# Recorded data
----

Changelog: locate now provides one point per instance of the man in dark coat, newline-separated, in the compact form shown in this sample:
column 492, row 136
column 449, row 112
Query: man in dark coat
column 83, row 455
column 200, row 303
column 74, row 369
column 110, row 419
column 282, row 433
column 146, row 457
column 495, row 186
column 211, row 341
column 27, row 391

----

Return the listing line for line, with no changes.

# Worked solution
Changelog: locate now provides one point per instance of the man in dark coat, newline-separated, in the compact form shown in this sample:
column 492, row 136
column 449, row 112
Query: man in dark coat
column 83, row 455
column 200, row 303
column 74, row 369
column 110, row 419
column 282, row 433
column 146, row 457
column 495, row 186
column 211, row 341
column 27, row 391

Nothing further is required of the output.